--- START ---
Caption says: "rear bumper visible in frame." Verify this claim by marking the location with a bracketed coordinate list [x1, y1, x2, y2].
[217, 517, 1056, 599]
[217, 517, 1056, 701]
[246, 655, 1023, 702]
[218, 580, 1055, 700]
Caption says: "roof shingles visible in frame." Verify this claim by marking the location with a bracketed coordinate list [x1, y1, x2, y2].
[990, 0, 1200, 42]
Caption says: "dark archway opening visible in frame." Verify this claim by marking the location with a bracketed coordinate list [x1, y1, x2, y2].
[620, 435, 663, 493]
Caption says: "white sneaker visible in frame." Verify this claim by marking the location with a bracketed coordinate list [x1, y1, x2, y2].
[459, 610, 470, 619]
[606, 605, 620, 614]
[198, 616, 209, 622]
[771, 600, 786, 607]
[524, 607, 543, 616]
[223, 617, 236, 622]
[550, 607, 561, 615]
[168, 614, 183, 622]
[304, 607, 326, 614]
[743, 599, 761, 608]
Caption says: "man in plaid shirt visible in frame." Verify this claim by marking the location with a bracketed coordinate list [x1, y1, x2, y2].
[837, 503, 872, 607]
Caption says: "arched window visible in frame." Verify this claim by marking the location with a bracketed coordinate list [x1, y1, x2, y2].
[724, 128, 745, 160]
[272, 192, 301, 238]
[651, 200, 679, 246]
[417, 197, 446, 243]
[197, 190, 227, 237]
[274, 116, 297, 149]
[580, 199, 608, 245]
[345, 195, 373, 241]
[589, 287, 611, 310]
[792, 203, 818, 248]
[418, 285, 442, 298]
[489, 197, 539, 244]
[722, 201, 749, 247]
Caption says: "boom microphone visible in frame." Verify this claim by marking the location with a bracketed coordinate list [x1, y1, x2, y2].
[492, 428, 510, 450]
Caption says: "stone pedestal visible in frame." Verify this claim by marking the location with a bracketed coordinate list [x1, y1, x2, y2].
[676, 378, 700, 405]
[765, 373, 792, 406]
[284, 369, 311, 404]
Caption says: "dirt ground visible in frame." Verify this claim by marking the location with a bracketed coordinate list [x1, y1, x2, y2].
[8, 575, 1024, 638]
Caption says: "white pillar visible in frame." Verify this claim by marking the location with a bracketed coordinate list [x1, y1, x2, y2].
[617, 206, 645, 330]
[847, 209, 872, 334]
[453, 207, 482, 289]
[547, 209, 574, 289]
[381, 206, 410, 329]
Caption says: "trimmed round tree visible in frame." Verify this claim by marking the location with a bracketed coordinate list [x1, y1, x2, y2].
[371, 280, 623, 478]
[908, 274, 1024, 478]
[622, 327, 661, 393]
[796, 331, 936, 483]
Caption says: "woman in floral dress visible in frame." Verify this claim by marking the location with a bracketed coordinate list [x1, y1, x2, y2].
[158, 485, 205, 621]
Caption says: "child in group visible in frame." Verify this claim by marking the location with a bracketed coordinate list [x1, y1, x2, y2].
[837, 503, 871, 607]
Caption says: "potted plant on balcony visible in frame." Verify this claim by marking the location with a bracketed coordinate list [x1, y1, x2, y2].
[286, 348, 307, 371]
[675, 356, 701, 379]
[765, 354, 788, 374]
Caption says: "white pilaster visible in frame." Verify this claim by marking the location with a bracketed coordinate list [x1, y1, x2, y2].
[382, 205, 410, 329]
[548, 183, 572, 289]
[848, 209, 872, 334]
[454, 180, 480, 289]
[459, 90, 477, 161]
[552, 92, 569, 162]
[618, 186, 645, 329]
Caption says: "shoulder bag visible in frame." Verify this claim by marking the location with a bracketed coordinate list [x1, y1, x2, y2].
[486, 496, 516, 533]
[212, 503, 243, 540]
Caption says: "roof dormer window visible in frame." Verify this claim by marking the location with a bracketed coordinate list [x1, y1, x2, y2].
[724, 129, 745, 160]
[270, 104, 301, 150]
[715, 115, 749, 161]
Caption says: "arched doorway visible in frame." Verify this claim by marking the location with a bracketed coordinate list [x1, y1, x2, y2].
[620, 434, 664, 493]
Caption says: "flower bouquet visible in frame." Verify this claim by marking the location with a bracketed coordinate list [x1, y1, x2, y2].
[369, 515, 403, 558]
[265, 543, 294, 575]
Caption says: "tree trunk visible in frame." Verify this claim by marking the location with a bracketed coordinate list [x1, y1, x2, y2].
--- END ---
**What the task asks:** Please quote exactly the lines from the one containing "bag visible in" through the last line of the records above, both included, and nothing else.

**Written response:**
Caption says: "shoulder bag visible in frame." Verify this claim by marking the location with a bracketed coordinate list [x1, y1, x2, y2].
[486, 496, 516, 533]
[212, 503, 243, 540]
Caption says: "roof dormer window visible in frame." Verify this claim by marking the location with a bracketed coordinate list [x1, y1, x2, y2].
[724, 129, 745, 160]
[270, 104, 301, 150]
[715, 115, 749, 161]
Caption says: "arched doorway visible in frame." Verify this claim by marking the location with a bracketed coordinate list [x1, y1, x2, y2].
[620, 434, 664, 493]
Caption says: "flower bouquet visible in frame." Verify this claim by marking the location with a bracketed coordinate list [x1, y1, x2, y2].
[369, 515, 403, 558]
[265, 543, 294, 575]
Caption says: "tree trunk visible in frame." Verify this claim by marking the location with a bracketed coordinate list [x1, y1, x2, y2].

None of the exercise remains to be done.